DOCUMENT TEXT —
++++++++

The Spark

the Voice of
The Communist League of Revolutionary Workers–Internationalist

“The emancipation of the working class will only be achieved by the working class itself.”
— Karl Marx

After Ben Ali, Is Mubarak Next?
What Policy for the Exploited Classes?

Feb 7, 2011

The following is a translation from an article written on February 2, appearing in Lutte Ouvrière (Workers Struggle), the paper of the revolutionary workers group of that name active in France. Events are fast moving, but the analysis in this article shows its relevance even with the changes.

The events occurring in Tunisia and Egypt are of major importance. For the first time, protests in the street are so powerful and sustained that dictators tremble and one of them, Ben Ali of Tunisia, has been sent packing. When this was written, Mubarak was still in power, but the question is posed of how long.

These dictators are mafia-like chiefs who enrich their clans and their families. But most of all, they are guard dogs for the economic interests of the big capitalist groups and, on the political level, the local servants of the great powers.

The great powers, their political and military chiefs, aren’t worried about what has happened during the last few days, but of what could happen in the future, the dynamic contained in the situation.

The Arab countries in Northern Africa are powder kegs. The crushing poverty in which the majority of the population lives and unemployment both push the youth to despair. And the economic growth the Tunisian and Egyptian leaders brag about profits only a tiny layer of the local wealthy and imperialism. The wages of an Egyptian worker amount to only a fourth of the wages in Turkey, which doesn’t pay its workers well!

This situation isn’t new, but instead of improving a bit with time, the economic crisis has aggravated it. Dictators like Ben Ali and Mubarak use the crisis to prevent their people from raising their heads and to repress them, including with terror. But these dictatorships can be inconvenient for those who own the countries’ wealth–because all the hatred and anger has a focus: the dictator.

In Tunisia

In Tunisia when the popular movement showed it would continue, imperialism decided to drop Ben Ali, in hopes of calming the growing anger. Ben Ali had already tried the same trick to defuse the situation–firing his Interior Minister. But it wasn’t enough. When the wave of demonstrations threatened the capital Tunis and the tourist zones, whose receipts are important for the local bourgeoisie, it was Ben Ali’s turn to be “sacrificed.”

He was shipped off to a villa in Saudi Arabia to enjoy a peaceful and luxurious retirement! The United States carried out this operation, since the French leaders made the mistake of clinging too long to Ben Ali. U.S. leaders had profited from the situation to take their distance from Ben Ali. And that puts the U.S. in a better position to replace French imperialism in Tunisia.

Certainly, the U.S. wouldn’t have advised the Tunisian general staff to push Ben Ali out if there hadn’t been a popular revolt, with demonstrators courageously confronting the police who shot real bullets. The political leaders of imperialism pushed Ali out–in order to put the brakes on a movement before the poor popular masses, especially the working class, began to erupt.

++++++++

DATA —
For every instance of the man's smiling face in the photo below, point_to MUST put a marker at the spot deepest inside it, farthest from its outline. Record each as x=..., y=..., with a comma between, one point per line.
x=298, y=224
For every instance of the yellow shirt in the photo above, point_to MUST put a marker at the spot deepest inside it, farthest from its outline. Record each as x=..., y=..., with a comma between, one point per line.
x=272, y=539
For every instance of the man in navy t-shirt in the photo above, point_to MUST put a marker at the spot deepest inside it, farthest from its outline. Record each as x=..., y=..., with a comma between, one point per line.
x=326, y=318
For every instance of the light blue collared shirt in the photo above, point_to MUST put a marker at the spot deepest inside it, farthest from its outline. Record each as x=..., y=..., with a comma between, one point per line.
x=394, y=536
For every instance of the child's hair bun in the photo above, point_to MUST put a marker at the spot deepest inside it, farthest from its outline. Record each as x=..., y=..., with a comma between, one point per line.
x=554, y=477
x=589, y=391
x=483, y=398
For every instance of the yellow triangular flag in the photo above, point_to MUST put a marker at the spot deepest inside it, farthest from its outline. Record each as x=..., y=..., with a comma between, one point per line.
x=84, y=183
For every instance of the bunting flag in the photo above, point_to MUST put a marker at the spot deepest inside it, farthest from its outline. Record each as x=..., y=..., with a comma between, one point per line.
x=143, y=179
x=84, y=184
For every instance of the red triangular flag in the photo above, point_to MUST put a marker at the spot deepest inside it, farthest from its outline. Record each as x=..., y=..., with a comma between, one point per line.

++++++++

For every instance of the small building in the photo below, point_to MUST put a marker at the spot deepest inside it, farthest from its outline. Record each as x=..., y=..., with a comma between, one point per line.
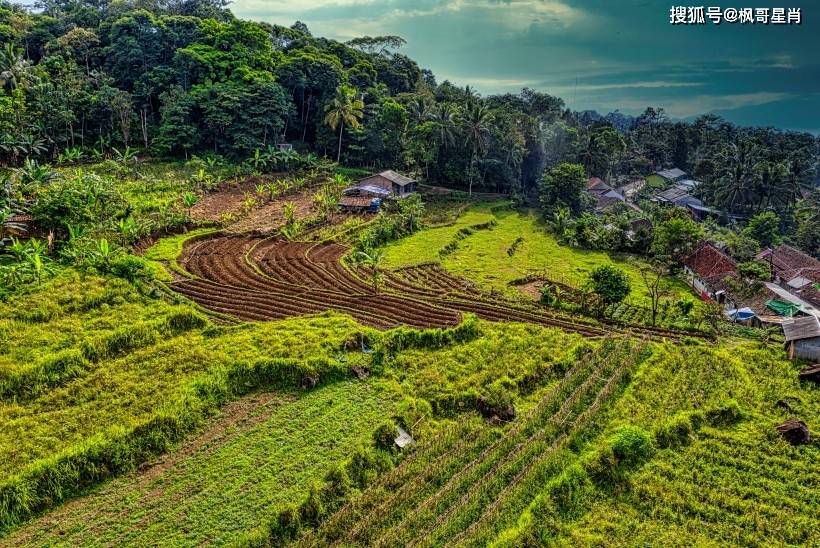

++++++++

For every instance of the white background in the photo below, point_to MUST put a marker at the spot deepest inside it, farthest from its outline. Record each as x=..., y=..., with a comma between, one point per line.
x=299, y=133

++++++++

TASKS TO PERFORM —
a – Put the rows from the first block into a Markdown table with the columns Row and Line, covering everything from the line containing "For every instance of the bunting" down to the line containing "For every instance of the red", both included. Number each line in the Row column, and leave out any blank lines.
b – Write what comes next in the article on the protests in Tunisia and Egypt, picking up right after its final sentence.

RESULTS FOR THE EXERCISE —
a –
| Row | Line |
|---|---|
| 1 | For every instance of the bunting flag in the photo above, point_to MUST put a marker at the spot deepest inside it, farthest from its outline. Record each as x=..., y=..., with a comma between, one point per line. |
| 2 | x=143, y=179 |
| 3 | x=84, y=184 |
| 4 | For every instance of the red triangular flag in the photo above, point_to MUST put a marker at the spot deepest inside it, farthest from its outline. Record each as x=..., y=..., with a comma between, one point per line. |

b –
The masses in revolt educate themselves through the revolt itself. When revolt is radical and durable, people learn in the fire of events to distinguish their friends from their enemies, above all, getting rid of false friends who always swarm about coming to aid the victory after it is nearly won, positioning themselves to harvest its fruit, seeking out positions that had been occupied by partisans too closely linked to the overthrown dictator.

Yes, the overthrow of the dictatorship is itself a major fact, but people have always known how to do that, when they reach a certain level of anger. But the true problems begin after the dictatorship is thrown out. What objectives should the exploited fight for, how should they try to organize to impose them? What attitude should they have toward the army? So long as the army is controlled by the general staff and military hierarchy, it is in the hands of the classes that own society’s wealth.

The bourgeoisie has many alternatives. Its problem is to choose the one most appropriate for the situation. The masses, on the other hand, serve their apprenticeship in the struggle itself. That’s why it’s indispensable that parties representing the political interests of the working class be reborn everywhere, be educated, tempered, and capable of proposing a correct policy to the working class in the context of an uprising, that is, a revolutionary communist party!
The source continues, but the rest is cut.